Task statement – Every entry should be returned exactly. Omit none of them.

Data extracts –
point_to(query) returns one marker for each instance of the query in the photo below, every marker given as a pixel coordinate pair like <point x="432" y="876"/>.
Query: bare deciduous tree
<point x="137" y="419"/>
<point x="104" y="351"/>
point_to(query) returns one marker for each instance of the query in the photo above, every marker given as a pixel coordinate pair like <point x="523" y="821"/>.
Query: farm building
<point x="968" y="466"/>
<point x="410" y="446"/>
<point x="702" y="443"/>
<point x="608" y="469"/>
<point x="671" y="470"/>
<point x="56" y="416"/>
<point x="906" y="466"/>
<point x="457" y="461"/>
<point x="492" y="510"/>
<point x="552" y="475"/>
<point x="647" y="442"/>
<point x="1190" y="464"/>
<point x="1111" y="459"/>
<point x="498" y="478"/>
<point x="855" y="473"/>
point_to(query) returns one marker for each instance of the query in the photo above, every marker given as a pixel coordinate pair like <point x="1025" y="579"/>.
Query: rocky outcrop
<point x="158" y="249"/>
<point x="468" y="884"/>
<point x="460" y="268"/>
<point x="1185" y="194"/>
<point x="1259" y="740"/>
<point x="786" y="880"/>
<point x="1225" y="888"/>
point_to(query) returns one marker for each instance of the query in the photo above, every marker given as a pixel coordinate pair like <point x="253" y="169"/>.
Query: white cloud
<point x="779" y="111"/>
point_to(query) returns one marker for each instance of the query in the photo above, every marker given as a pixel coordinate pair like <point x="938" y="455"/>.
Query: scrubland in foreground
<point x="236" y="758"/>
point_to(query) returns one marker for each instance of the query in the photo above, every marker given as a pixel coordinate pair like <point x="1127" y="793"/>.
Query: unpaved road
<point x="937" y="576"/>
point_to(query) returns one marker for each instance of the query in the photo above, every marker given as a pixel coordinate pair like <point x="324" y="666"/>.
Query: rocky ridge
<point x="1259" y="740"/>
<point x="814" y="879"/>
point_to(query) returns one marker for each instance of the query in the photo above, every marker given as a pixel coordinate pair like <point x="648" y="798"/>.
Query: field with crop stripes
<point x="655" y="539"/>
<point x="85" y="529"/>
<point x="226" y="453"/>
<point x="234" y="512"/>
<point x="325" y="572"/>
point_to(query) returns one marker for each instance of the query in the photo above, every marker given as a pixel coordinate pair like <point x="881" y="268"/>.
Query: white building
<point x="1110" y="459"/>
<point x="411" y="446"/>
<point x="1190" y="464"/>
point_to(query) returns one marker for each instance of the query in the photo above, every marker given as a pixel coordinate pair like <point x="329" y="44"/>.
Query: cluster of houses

Result –
point_to(query) returns one marker for each instance of the query in the photo below, every marker given as a pixel coordinate pair like <point x="432" y="876"/>.
Query: bare deciduous tree
<point x="137" y="419"/>
<point x="104" y="351"/>
point_to(query) returns one marker for each instance of the query in the photo above, every marker given as a pixel coordinate pair like <point x="523" y="821"/>.
Query: farm building
<point x="968" y="466"/>
<point x="410" y="446"/>
<point x="702" y="443"/>
<point x="608" y="469"/>
<point x="671" y="470"/>
<point x="56" y="416"/>
<point x="906" y="466"/>
<point x="457" y="461"/>
<point x="492" y="510"/>
<point x="552" y="475"/>
<point x="647" y="442"/>
<point x="1190" y="464"/>
<point x="1111" y="459"/>
<point x="498" y="478"/>
<point x="855" y="473"/>
point_to(query) returns one marker for each instance of the query in the photo above, every marker given as a pixel coordinate pair like <point x="1025" y="579"/>.
Query: rocky outcrop
<point x="158" y="249"/>
<point x="468" y="884"/>
<point x="460" y="268"/>
<point x="1185" y="194"/>
<point x="1259" y="740"/>
<point x="786" y="880"/>
<point x="1225" y="888"/>
point_to(query) returns one marker for each instance of the query in the photo above, every marker given as a pixel coordinate pair like <point x="253" y="169"/>.
Query: white cloud
<point x="779" y="111"/>
point_to(query) returns one marker for each instance of the query in the photo above, every marker given as a pixel coordinate pair like <point x="938" y="455"/>.
Query: scrubland in foreground
<point x="236" y="758"/>
point_to(query) returns one marker for each instance of the query in the photo above, every marker given as a pixel coordinate pair like <point x="1127" y="793"/>.
Query: unpaved road
<point x="937" y="576"/>
point_to(query) returns one marker for each instance of the query in the photo above, every marker given as a pixel coordinate pair like <point x="324" y="666"/>.
Query: rocky ridge
<point x="1259" y="740"/>
<point x="814" y="879"/>
point_to(query) returns one marker for each instance of the query in the photo above, every marker given as a pixel coordinate pair like <point x="648" y="798"/>.
Query: field with crop stripes
<point x="655" y="539"/>
<point x="85" y="529"/>
<point x="226" y="453"/>
<point x="234" y="512"/>
<point x="325" y="572"/>
point_to(query) returns one marker for each instance of the query in the photo above, every marker given as a pixel coordinate pair like <point x="881" y="268"/>.
Query: white building
<point x="1110" y="459"/>
<point x="411" y="446"/>
<point x="1190" y="464"/>
point_to(query) returns one marker for each instance of the query in the photo above, every marker given as a pixel coordinate pair like <point x="329" y="44"/>.
Query: cluster of houses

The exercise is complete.